EXERCISE: I'd like every line in the following listing that holds "after" copied.

PROVIDED DATA:

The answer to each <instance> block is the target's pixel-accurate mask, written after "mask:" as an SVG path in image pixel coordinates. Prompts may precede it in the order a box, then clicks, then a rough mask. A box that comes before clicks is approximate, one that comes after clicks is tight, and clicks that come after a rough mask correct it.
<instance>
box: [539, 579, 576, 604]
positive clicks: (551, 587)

...

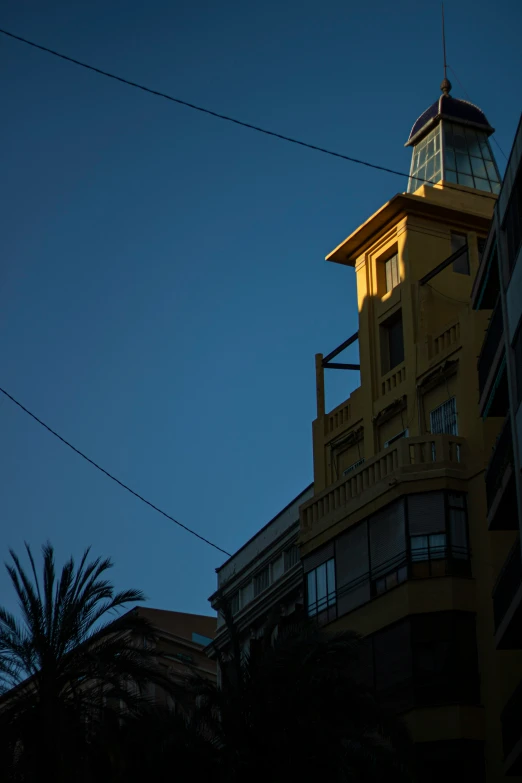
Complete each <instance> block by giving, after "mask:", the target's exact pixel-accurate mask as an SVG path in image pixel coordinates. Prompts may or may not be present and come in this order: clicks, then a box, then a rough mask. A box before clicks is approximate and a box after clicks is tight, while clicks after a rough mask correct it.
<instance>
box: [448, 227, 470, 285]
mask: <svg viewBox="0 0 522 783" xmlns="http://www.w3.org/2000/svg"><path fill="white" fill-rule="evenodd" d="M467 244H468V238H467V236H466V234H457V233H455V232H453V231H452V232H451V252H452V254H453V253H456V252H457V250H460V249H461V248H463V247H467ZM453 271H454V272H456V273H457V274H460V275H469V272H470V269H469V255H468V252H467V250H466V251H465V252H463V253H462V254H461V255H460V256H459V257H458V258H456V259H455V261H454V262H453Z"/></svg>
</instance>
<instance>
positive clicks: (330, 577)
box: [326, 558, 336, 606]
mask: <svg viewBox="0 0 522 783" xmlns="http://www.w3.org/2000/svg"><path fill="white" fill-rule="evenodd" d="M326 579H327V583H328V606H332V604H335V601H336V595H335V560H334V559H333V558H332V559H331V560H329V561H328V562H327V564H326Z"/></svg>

---

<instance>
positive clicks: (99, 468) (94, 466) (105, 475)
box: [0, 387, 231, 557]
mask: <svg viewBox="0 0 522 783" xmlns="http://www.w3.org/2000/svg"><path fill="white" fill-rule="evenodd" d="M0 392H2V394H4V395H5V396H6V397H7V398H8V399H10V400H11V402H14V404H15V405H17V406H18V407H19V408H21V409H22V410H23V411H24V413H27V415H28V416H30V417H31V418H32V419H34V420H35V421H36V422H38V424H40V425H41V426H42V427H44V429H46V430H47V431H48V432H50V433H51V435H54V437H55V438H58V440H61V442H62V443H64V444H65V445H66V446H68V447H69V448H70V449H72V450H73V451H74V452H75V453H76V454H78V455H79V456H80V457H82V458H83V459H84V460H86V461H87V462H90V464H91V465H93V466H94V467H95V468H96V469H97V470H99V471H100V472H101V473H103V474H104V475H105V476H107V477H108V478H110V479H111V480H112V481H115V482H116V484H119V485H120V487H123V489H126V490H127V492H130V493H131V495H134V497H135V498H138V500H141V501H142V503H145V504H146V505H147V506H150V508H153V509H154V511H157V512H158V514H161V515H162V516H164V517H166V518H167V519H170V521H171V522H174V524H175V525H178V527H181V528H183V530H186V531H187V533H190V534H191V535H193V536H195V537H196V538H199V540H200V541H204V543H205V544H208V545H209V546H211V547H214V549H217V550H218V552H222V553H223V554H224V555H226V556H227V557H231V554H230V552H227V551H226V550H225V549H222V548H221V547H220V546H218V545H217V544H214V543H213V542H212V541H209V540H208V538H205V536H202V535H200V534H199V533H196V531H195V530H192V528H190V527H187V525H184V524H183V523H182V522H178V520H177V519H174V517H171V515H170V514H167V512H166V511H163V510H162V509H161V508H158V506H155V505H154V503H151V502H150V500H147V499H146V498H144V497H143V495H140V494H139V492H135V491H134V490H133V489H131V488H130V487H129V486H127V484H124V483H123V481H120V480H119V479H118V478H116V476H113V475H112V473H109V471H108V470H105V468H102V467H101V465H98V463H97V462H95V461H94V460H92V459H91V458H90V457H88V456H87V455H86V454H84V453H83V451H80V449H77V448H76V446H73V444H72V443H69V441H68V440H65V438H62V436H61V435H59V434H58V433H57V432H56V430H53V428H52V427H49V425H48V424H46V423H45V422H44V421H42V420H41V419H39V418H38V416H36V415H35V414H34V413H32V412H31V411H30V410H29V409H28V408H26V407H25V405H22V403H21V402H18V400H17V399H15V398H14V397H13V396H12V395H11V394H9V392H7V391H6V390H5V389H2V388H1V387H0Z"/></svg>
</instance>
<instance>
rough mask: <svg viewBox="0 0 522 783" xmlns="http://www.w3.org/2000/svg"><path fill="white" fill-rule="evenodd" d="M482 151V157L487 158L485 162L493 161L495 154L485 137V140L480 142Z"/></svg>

PROBLEM SOLUTION:
The answer to each <instance> block is the target's pixel-accurate mask, written after "mask:" as an SVG path in image pixel coordinates. Prompts may precede it in the order a box, then clicks, then a rough mask. A box that comes before clicks is approximate, one that comes after clicks is tight, and clicks that come after a rough mask correct it.
Complete each <instance> block by giving, after "mask:", the target's exact pixel-accurate mask as an SVG path in image pixel coordinates. Prompts may or may not be present and come in this order: clicks, then a box, then a rough mask. A box before clicks is approximate and a box after clicks is tight, while clicks after a rough mask correct it.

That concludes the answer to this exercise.